**Task instructions:**
Keep every line of the data below that has the string "white" and present those lines.

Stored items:

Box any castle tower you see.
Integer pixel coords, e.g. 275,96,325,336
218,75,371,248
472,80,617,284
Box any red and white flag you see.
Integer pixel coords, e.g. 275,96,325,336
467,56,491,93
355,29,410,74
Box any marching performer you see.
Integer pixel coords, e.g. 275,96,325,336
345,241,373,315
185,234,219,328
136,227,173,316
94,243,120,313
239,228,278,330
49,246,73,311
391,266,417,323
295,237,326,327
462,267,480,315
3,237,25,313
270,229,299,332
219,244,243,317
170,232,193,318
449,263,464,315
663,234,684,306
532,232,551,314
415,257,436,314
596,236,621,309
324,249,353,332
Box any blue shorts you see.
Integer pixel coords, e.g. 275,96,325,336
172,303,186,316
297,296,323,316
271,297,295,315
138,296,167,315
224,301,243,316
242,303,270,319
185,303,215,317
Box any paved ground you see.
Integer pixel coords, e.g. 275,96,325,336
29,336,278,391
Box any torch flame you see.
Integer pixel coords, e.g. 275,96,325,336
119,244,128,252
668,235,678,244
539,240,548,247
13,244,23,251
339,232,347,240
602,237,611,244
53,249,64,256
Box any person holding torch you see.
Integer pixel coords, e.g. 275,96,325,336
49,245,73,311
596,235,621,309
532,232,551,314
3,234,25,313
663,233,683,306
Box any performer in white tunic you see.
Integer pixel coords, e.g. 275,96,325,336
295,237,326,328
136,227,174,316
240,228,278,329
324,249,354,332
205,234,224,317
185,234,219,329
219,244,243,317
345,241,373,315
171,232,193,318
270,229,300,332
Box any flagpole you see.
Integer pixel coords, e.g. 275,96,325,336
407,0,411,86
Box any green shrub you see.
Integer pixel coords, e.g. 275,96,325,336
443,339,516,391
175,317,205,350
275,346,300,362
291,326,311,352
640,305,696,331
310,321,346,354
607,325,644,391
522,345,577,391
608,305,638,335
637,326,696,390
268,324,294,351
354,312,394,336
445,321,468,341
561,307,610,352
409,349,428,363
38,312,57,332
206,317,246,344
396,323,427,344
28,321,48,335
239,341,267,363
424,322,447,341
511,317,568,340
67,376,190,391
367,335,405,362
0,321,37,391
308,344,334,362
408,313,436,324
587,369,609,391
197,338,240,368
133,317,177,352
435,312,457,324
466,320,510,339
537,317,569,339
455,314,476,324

--

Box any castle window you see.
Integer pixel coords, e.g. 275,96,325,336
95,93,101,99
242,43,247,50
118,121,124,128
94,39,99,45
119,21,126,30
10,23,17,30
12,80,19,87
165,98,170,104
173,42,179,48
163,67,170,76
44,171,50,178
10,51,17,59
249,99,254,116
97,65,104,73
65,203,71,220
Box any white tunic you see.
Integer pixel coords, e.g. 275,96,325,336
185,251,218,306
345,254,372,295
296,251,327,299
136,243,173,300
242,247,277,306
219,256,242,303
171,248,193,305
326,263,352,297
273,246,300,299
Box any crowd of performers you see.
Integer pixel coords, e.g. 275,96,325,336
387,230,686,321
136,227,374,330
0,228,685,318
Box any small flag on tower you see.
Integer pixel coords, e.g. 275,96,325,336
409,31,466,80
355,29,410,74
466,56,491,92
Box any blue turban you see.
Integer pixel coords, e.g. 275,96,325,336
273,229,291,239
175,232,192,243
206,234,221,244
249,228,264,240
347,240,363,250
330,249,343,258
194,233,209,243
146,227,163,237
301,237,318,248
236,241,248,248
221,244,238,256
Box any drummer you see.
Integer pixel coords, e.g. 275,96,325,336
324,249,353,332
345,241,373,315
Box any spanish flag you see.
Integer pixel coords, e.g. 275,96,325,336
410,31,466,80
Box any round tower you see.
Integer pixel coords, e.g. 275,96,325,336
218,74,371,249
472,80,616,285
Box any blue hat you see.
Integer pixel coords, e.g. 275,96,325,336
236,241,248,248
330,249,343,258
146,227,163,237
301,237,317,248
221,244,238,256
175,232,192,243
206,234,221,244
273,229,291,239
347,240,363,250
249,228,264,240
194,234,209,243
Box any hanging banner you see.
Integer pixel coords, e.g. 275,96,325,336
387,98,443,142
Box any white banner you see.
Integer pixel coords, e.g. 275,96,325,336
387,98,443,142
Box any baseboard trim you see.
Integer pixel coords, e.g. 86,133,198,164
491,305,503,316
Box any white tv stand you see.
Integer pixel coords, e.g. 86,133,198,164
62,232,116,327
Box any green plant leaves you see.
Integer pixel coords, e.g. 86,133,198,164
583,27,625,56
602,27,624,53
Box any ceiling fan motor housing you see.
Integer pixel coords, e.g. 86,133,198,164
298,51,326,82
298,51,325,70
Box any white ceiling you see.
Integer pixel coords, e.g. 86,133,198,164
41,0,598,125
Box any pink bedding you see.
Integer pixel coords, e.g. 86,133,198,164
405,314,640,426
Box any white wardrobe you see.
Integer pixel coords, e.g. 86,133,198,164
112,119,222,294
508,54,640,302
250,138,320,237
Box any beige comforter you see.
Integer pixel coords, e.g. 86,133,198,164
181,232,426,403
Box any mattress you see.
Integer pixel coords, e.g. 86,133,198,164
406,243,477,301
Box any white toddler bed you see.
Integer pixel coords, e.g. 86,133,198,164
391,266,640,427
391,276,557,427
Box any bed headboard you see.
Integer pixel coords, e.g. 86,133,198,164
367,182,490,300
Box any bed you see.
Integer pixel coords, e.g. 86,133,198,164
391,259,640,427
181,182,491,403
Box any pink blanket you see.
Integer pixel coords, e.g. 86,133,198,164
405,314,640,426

**Reply to the exercise:**
Box any red and white flag you see.
Box any performer in white tunic you see.
Box any white tunic you see.
Box any white banner you see.
Box any white tv stand you see.
Box any white ceiling you see.
Box any white wardrobe you see.
Box any white toddler bed you see.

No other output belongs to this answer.